Il est depuis longtemps établi en matière d’interprétation des lois qu’« il faut lire les termes d’une loi dans leur contexte global en suivant le sens ordinaire et grammatical qui s’harmonise avec l’esprit de la loi, l’objet de la loi et l’intention du législateur » : [renvoi omis]. L’interprétation d’une disposition législative doit être fondée sur une analyse textuelle, contextuelle et téléologique destinée à dégager un sens qui s’harmonise avec la Loi dans son ensemble. Lorsque le libellé d’une disposition est précis et non équivoque, le sens ordinaire des mots joue un rôle primordial dans le processus d’interprétation. Par contre, lorsque les mots utilisés peuvent avoir plus d’un sens raisonnable, leur sens ordinaire joue un rôle moins important. L’incidence relative du sens ordinaire, du contexte et de l’objet sur le processus d’interprétation peut varier, mais les tribunaux doivent, dans tous les cas, chercher à interpréter les dispositions d’une loi comme formant un tout harmonieux.

 

 

[39]           Les dispositions des lois fiscales sont souvent détaillées et précises. La Loi de l’impôt sur le revenu est « un instrument dominé par des dispositions explicites qui prescrivent des conséquences particulières », et cela commande « une interprétation largement textuelle » (Hypothèques Trustco, au paragraphe 13).

Enregistrements:
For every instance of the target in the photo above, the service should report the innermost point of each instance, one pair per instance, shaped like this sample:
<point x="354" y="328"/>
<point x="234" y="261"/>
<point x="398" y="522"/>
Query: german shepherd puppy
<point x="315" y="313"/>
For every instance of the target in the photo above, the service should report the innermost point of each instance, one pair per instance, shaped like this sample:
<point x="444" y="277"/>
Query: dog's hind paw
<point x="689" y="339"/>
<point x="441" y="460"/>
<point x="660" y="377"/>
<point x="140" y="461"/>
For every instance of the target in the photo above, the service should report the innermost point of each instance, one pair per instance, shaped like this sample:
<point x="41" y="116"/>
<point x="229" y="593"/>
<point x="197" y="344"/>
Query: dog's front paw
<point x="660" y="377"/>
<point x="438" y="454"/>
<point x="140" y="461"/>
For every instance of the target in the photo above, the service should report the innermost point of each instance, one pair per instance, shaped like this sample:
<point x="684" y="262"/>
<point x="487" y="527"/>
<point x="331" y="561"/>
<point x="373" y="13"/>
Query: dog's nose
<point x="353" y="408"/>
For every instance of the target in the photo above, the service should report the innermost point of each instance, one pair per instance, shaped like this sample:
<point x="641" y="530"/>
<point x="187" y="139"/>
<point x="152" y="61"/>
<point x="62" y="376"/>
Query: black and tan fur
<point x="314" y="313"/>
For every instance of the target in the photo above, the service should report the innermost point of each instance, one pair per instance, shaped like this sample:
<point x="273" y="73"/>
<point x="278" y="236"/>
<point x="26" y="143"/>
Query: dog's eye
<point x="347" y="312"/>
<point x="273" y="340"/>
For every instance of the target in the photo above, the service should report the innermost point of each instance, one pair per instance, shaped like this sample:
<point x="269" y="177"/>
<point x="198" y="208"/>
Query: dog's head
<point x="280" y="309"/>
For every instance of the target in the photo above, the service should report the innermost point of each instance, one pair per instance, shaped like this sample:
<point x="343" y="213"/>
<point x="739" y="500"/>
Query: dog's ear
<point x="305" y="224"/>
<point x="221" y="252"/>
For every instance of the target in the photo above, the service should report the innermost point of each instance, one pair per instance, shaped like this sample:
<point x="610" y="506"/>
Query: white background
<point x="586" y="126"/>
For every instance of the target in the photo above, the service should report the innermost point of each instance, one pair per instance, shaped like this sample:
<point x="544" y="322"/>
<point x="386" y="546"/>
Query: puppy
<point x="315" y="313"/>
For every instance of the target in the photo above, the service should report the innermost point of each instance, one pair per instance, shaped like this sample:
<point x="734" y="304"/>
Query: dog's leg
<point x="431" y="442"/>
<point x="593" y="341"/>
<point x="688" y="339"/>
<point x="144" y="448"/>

Tâches à réaliser:
a) Énumérez les types d’analyse sur lesquels, selon l’extrait, doit être fondée l’interprétation d’une disposition législative.
b) D’après l’extrait, quel genre d’interprétation la Loi de l’impôt sur le revenu commande-t-elle ?
c) Indiquez, s’il vous plaît, si chacun des énoncés suivants concorde avec l’extrait : (i) un libellé précis et non équivoque donne au sens ordinaire des mots un rôle primordial ; (ii) lorsque les mots peuvent avoir plus d’un sens raisonnable, leur sens ordinaire prend plus d’importance ; (iii) les dispositions des lois fiscales sont rarement détaillées.
Les enregistrements forment un matériau à part.

Réponses dans l’ordre:
a) textuelle, contextuelle, téléologique

b) Elle commande « une interprétation largement textuelle ».

c)
(i) Oui : « Lorsque le libellé d’une disposition est précis et non équivoque, le sens ordinaire des mots joue un rôle primordial dans le processus d’interprétation. »
(ii) Non : « leur sens ordinaire joue un rôle moins important »
(iii) Non : « Les dispositions des lois fiscales sont souvent détaillées et précises. »